--- Items drawn from a dataset ---
....
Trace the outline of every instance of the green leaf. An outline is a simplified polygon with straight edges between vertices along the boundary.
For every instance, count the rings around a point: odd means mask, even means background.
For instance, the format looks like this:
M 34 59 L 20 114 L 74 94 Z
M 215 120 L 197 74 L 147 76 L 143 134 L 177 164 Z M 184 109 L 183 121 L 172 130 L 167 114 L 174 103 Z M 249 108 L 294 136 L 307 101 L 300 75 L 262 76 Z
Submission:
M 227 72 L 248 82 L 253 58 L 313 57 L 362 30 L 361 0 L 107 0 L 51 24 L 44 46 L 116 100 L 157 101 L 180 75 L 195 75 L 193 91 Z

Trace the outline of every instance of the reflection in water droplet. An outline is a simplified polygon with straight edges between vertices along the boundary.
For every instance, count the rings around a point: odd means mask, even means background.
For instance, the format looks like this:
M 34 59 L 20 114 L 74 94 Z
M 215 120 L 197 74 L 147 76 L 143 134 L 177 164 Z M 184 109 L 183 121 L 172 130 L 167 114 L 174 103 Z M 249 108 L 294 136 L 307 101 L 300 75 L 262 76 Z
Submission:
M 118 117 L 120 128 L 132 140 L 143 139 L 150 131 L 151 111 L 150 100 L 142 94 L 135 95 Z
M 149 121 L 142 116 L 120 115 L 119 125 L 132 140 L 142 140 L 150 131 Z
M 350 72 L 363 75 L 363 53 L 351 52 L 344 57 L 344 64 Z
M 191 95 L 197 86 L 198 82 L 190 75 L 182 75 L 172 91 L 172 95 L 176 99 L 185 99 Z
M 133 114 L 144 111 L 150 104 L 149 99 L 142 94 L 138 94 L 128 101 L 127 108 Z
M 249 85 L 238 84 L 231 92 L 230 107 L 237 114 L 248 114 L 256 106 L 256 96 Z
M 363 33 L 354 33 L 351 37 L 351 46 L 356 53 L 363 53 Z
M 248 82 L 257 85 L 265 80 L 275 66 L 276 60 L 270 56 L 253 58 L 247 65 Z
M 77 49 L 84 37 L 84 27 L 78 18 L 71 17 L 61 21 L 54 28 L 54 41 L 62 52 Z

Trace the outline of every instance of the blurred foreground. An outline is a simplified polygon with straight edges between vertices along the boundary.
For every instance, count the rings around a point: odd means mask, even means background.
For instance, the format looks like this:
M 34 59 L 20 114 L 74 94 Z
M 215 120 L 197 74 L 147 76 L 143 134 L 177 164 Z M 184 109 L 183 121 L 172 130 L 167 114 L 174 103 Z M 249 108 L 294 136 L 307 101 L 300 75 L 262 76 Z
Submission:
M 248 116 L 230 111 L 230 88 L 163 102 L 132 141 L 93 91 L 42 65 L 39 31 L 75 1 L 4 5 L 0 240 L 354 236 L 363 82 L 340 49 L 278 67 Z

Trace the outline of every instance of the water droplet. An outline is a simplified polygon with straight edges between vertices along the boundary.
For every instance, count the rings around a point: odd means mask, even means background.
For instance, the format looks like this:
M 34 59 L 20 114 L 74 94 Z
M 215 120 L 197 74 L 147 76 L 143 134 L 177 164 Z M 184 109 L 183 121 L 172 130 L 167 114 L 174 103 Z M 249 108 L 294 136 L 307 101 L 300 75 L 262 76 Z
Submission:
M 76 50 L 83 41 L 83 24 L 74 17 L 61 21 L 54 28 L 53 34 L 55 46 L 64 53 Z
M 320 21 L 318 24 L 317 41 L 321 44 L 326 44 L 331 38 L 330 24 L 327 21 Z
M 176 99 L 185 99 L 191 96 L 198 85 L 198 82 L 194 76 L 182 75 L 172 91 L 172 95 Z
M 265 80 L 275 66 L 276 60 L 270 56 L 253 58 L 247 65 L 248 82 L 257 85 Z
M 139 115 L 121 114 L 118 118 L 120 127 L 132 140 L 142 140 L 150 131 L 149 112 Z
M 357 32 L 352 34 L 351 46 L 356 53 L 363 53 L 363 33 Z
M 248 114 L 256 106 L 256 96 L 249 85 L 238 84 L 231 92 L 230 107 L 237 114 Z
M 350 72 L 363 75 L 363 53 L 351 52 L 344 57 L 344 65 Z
....
--- EXERCISE BRIEF ---
Present all of the data above as a numbered list with one line per entry, and leave out the blank lines.

--- FULL RESPONSE ---
1. Trace the outline of every instance of the green leaf. An outline is a simplified polygon with straight edges between vertices along the boundary.
2. For every instance, count the rings around a point: odd means mask, even means background.
3. For instance, the format looks like this:
4. M 34 59 L 20 114 L 74 94 Z
5. M 215 120 L 197 74 L 147 76 L 143 134 L 177 164 Z M 184 109 L 183 121 L 172 130 L 167 114 L 174 103 Z M 249 108 L 294 136 L 307 101 L 300 75 L 262 76 Z
6. Submission:
7. M 227 72 L 248 82 L 253 58 L 313 57 L 362 30 L 361 0 L 107 0 L 51 24 L 44 46 L 116 100 L 157 101 L 180 75 L 195 75 L 193 91 Z
8. Trace the outline of every instance of the reflection in water droplet. An outline is a simplified polygon with straight edges between vertices along the boundary.
9. For every instance, count the rings around a point: odd means mask, even means background.
10. For instance, the format looks like this:
11. M 34 59 L 20 114 L 74 94 Z
12. M 215 120 L 197 74 L 147 76 L 143 134 L 177 164 Z M 184 109 L 183 121 L 172 130 L 167 114 L 174 103 Z M 249 108 L 294 136 L 307 101 L 300 75 L 262 76 Z
13. Submission:
14. M 118 117 L 120 128 L 132 140 L 143 139 L 150 131 L 151 111 L 150 100 L 142 94 L 135 95 Z
15. M 149 121 L 142 116 L 120 115 L 119 125 L 132 140 L 142 140 L 150 131 Z
16. M 350 72 L 363 75 L 363 53 L 351 52 L 344 57 L 344 64 Z
17. M 191 95 L 197 86 L 198 82 L 190 75 L 182 75 L 172 91 L 172 95 L 176 99 L 185 99 Z
18. M 133 114 L 144 111 L 150 104 L 149 99 L 142 94 L 138 94 L 128 101 L 127 108 Z
19. M 249 85 L 238 84 L 231 92 L 230 107 L 237 114 L 248 114 L 256 106 L 256 96 Z
20. M 363 33 L 354 33 L 351 37 L 351 46 L 356 53 L 363 53 Z
21. M 248 82 L 257 85 L 265 80 L 275 66 L 276 60 L 270 56 L 253 58 L 247 65 Z
22. M 77 49 L 84 37 L 84 27 L 78 18 L 71 17 L 61 21 L 54 28 L 54 41 L 62 52 Z
23. Trace the outline of every instance of the blurred foreground. An outline is a simplified polygon with straight edges between vertices along the boundary.
24. For every instance, count the rings around a point: odd means mask, even means background.
25. For instance, the format looks like this:
26. M 34 59 L 20 114 L 74 94 Z
27. M 215 120 L 197 74 L 147 76 L 143 134 L 177 164 Z M 184 109 L 183 121 L 172 130 L 167 114 L 174 103 Z M 249 108 L 294 136 L 307 101 L 300 75 L 262 76 Z
28. Submission:
29. M 248 116 L 230 111 L 230 88 L 163 102 L 132 141 L 93 91 L 42 65 L 39 31 L 75 1 L 4 5 L 0 240 L 354 236 L 363 82 L 340 49 L 278 67 Z
30. Trace the outline of every instance of the water droplet. An outline is a simplified polygon with straight edges between vertices along the boundary.
31. For every instance, count the rings around a point: odd means mask, even means background.
32. For instance, the format looks like this:
33. M 34 59 L 20 114 L 74 94 Z
34. M 215 120 L 197 74 L 147 76 L 143 134 L 177 164 Z M 184 109 L 183 121 L 172 130 L 167 114 L 174 103 Z M 249 108 L 294 136 L 307 101 L 300 75 L 262 76 Z
35. Submission:
36. M 76 50 L 83 41 L 83 24 L 74 17 L 61 21 L 54 28 L 53 34 L 55 46 L 64 53 Z
37. M 320 21 L 318 24 L 317 41 L 321 44 L 326 44 L 331 38 L 330 24 L 327 21 Z
38. M 176 99 L 185 99 L 191 96 L 198 85 L 198 82 L 194 76 L 182 75 L 172 91 L 172 95 Z
39. M 265 80 L 275 66 L 276 60 L 270 56 L 253 58 L 247 65 L 248 82 L 257 85 Z
40. M 139 115 L 121 114 L 118 118 L 120 127 L 132 140 L 142 140 L 150 131 L 149 112 Z
41. M 357 32 L 352 34 L 351 46 L 356 53 L 363 53 L 363 33 Z
42. M 248 114 L 256 106 L 256 96 L 249 85 L 238 84 L 231 92 L 230 107 L 237 114 Z
43. M 350 72 L 363 75 L 363 53 L 351 52 L 344 57 L 344 65 Z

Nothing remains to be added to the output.